§ Task to complete
Duplicate the records from their first line up to and including the line with "49L10 74L27 94L60".

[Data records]
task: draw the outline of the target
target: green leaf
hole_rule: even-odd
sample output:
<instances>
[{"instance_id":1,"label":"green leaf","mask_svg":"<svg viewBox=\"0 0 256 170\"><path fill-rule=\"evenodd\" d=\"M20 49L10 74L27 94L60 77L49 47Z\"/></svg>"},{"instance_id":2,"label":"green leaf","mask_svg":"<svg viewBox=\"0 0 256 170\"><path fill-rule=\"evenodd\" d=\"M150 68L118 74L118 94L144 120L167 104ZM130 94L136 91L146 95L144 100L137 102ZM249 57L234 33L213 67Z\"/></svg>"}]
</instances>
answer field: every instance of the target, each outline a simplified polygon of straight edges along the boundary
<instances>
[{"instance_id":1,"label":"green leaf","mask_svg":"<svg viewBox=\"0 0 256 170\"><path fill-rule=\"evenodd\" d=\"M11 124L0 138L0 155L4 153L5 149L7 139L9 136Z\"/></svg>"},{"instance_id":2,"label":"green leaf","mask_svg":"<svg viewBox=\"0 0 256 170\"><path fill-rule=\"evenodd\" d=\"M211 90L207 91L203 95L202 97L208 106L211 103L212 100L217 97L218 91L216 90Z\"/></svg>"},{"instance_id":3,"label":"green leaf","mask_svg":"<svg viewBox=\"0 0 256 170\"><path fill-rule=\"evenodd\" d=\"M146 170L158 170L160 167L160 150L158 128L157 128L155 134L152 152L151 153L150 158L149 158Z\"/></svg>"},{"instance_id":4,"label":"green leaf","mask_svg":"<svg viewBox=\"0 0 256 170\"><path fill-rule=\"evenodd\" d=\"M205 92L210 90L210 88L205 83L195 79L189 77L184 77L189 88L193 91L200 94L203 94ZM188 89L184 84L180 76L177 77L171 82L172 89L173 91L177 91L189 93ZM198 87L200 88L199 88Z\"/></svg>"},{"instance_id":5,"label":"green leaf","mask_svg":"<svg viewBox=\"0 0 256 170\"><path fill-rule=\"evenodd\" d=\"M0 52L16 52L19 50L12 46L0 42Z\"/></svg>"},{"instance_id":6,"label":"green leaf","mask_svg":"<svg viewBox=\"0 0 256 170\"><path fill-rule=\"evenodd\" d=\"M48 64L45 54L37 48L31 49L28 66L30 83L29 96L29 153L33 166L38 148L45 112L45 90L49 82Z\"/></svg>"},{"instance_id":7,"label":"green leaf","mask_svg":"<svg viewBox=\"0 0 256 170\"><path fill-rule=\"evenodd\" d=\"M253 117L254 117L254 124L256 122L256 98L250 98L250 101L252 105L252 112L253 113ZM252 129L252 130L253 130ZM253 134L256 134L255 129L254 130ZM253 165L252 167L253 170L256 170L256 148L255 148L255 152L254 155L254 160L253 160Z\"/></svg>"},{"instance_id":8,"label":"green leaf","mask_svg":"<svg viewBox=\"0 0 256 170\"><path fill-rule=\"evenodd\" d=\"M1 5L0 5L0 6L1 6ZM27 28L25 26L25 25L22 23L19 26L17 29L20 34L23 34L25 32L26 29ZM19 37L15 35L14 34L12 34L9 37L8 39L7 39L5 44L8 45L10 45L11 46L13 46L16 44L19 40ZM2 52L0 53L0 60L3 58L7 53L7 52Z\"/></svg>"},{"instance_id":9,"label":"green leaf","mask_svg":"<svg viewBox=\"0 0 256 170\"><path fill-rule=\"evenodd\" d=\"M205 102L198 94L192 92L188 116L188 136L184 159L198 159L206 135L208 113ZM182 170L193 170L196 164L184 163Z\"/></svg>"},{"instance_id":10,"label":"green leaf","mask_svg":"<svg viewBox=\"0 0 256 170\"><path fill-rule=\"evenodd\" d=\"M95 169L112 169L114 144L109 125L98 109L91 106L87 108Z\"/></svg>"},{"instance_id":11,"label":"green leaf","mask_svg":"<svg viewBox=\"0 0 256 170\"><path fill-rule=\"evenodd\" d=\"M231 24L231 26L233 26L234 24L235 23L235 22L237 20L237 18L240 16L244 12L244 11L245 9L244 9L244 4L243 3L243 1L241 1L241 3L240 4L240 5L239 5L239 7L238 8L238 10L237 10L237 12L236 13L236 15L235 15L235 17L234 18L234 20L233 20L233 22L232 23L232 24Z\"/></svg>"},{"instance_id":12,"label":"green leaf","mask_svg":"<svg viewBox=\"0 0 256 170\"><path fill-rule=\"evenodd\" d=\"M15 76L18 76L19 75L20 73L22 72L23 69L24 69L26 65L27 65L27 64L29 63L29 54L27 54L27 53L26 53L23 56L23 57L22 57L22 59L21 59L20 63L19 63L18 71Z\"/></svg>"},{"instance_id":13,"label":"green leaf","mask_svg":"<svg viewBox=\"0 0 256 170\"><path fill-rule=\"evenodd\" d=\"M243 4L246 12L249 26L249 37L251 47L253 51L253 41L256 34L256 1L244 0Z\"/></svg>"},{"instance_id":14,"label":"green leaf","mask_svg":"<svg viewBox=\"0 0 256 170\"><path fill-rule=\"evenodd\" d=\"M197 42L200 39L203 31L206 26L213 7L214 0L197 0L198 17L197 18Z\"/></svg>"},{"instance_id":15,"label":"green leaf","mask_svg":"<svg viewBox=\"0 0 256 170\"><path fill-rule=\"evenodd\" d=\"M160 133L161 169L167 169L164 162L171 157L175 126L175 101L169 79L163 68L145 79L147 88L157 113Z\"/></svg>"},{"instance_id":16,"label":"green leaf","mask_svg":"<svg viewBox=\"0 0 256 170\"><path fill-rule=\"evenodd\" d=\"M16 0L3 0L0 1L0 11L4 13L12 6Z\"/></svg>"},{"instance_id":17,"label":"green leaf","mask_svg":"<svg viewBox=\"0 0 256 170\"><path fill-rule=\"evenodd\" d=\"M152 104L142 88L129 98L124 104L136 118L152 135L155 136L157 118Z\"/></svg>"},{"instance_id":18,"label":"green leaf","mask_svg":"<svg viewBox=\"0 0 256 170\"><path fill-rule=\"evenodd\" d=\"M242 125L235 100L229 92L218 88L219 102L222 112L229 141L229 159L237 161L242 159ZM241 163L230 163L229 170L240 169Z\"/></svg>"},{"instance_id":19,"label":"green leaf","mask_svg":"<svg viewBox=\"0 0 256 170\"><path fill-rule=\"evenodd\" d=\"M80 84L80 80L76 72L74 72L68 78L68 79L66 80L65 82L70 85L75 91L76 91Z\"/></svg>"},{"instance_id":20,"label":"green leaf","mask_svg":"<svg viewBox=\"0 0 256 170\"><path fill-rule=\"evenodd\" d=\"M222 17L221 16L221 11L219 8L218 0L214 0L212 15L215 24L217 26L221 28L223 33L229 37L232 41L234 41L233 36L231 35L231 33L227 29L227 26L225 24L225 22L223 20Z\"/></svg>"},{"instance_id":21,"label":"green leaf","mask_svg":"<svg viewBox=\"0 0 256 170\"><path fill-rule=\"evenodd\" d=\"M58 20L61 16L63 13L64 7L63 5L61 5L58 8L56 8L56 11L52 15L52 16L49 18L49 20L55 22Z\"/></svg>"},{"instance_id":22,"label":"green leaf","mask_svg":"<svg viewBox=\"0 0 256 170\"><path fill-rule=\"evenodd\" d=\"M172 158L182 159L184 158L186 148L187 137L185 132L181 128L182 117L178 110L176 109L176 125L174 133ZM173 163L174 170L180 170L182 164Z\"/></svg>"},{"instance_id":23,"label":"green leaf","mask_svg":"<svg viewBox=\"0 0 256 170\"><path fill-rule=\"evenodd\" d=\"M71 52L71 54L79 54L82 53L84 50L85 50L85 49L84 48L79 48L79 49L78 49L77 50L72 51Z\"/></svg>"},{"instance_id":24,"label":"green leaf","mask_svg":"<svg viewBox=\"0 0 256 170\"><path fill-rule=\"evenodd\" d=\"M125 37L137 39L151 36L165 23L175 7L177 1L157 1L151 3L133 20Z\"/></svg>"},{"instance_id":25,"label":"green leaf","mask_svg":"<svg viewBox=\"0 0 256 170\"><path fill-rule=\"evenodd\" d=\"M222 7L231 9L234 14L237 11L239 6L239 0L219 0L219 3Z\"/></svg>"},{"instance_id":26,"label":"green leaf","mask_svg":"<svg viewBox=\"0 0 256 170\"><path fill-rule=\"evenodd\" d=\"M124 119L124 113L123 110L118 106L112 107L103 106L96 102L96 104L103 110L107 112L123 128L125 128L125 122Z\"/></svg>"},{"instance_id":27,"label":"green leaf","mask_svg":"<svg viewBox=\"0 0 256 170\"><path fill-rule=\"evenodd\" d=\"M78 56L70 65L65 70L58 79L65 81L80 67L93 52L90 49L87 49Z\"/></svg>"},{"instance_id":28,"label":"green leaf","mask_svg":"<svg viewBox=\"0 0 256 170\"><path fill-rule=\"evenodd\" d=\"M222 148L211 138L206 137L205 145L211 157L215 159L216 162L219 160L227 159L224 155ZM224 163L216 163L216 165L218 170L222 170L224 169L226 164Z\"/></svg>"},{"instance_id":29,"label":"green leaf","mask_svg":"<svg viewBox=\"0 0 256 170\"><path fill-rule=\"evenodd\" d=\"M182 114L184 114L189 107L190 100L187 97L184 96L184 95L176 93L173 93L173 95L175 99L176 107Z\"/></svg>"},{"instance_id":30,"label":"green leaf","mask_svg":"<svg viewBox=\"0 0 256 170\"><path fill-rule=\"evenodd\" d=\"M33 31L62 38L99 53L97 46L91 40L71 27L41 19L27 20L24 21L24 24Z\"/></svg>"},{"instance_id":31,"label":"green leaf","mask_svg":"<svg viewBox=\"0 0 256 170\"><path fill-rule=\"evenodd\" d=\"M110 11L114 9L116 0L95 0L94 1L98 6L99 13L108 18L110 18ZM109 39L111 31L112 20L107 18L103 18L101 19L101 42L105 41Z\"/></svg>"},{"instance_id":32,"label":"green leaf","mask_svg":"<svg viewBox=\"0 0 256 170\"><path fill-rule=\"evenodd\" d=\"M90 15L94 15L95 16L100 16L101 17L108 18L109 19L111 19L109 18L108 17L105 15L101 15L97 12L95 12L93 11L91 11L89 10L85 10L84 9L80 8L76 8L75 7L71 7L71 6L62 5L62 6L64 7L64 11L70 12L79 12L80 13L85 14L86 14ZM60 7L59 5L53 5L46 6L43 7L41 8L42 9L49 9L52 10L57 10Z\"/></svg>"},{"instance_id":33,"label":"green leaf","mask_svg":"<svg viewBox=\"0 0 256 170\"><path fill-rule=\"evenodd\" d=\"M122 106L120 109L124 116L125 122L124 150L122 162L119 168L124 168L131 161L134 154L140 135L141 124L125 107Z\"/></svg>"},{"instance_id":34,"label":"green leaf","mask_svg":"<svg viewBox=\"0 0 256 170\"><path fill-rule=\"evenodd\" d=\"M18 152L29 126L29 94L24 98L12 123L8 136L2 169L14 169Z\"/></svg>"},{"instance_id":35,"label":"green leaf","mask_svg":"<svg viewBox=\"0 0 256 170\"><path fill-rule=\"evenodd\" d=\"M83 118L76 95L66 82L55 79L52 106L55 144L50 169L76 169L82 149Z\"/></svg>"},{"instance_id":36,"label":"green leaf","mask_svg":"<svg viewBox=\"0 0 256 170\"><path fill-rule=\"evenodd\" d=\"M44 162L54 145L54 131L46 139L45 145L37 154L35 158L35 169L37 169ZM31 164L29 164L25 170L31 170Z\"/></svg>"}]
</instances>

§ Task result
task: draw the outline of the target
target: green leaf
hole_rule: even-odd
sample output:
<instances>
[{"instance_id":1,"label":"green leaf","mask_svg":"<svg viewBox=\"0 0 256 170\"><path fill-rule=\"evenodd\" d=\"M20 49L10 74L27 94L60 77L49 47Z\"/></svg>"},{"instance_id":2,"label":"green leaf","mask_svg":"<svg viewBox=\"0 0 256 170\"><path fill-rule=\"evenodd\" d=\"M150 68L118 74L118 94L144 120L167 104ZM130 94L136 91L146 95L144 100L137 102ZM249 57L234 33L213 67Z\"/></svg>"}]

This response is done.